(PROVIDED ENTRIES)

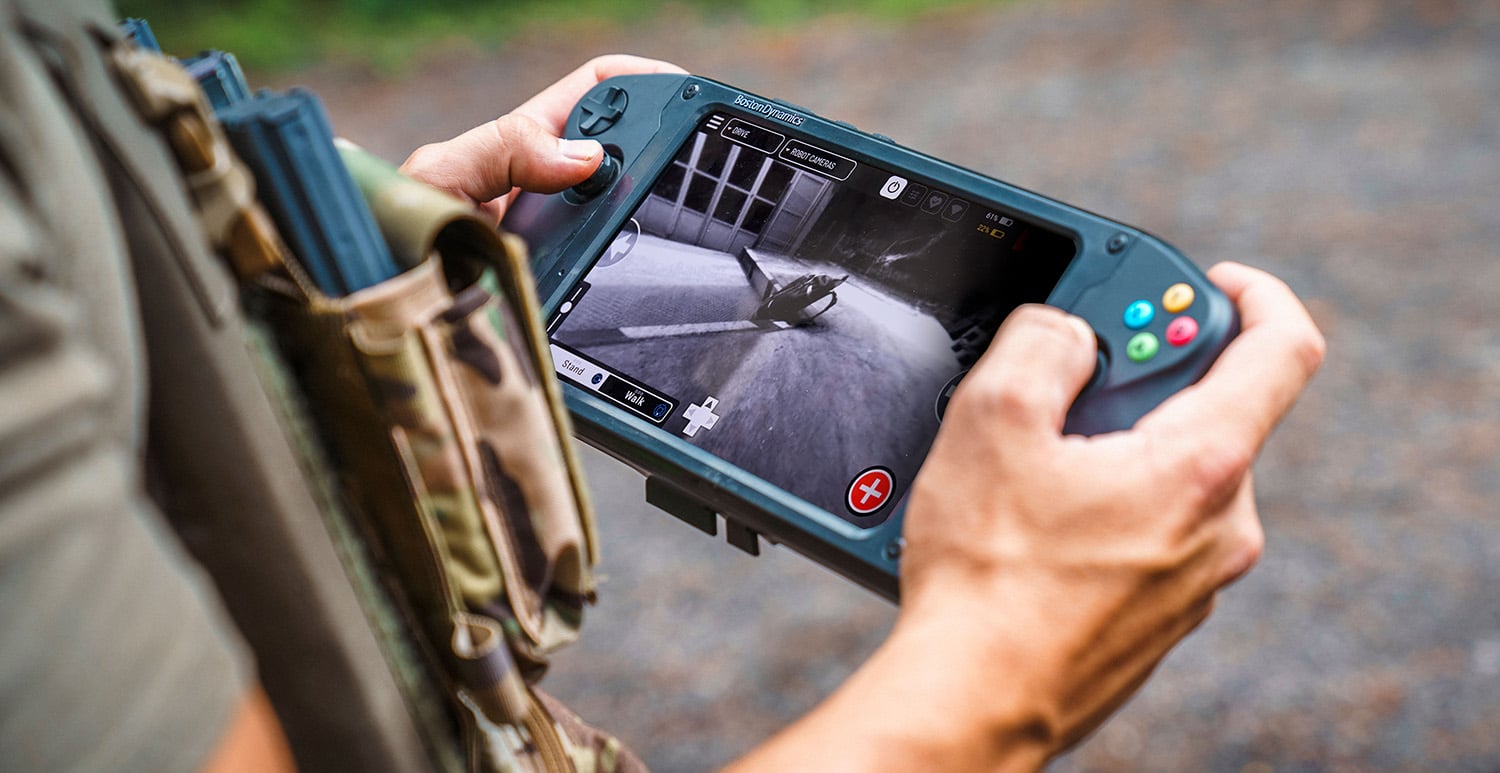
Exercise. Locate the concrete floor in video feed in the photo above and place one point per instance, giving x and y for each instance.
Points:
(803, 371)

(End PROVIDED ENTRIES)
(PROVIDED ENTRIES)

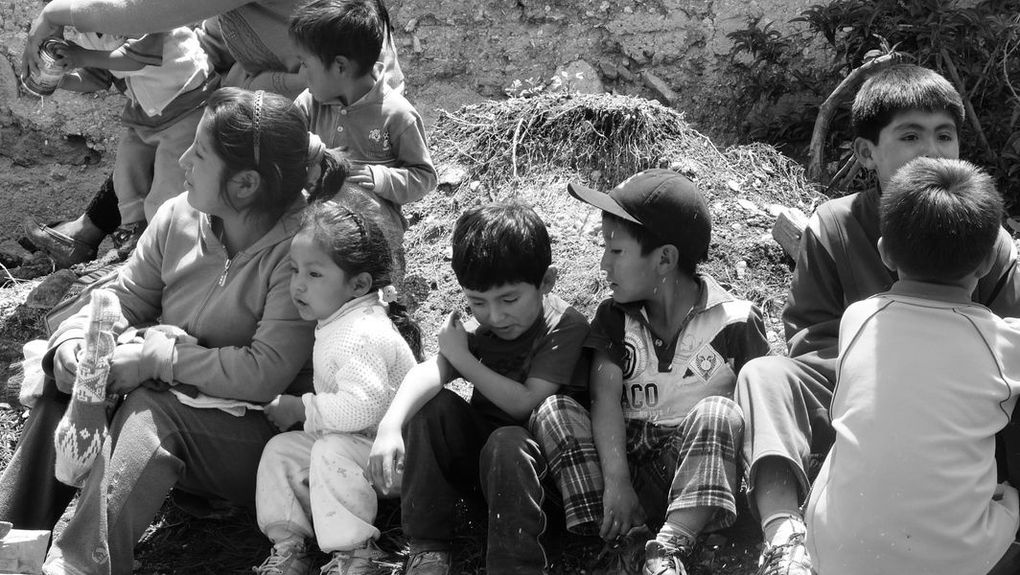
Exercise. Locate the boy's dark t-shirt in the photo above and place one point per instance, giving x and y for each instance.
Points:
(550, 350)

(End PROVIDED ENTRIES)

*TASK ITEM:*
Where a line of the records has the string "Exercise", copy that line.

*ANSWER:*
Exercise. Locate the concrete floor in video feed in the photo above and place one point per instance, giving x and y for each instance.
Exercise. Locate the boy's dark t-shirt in the photo above and place one point per instance, giving x and y for each instance.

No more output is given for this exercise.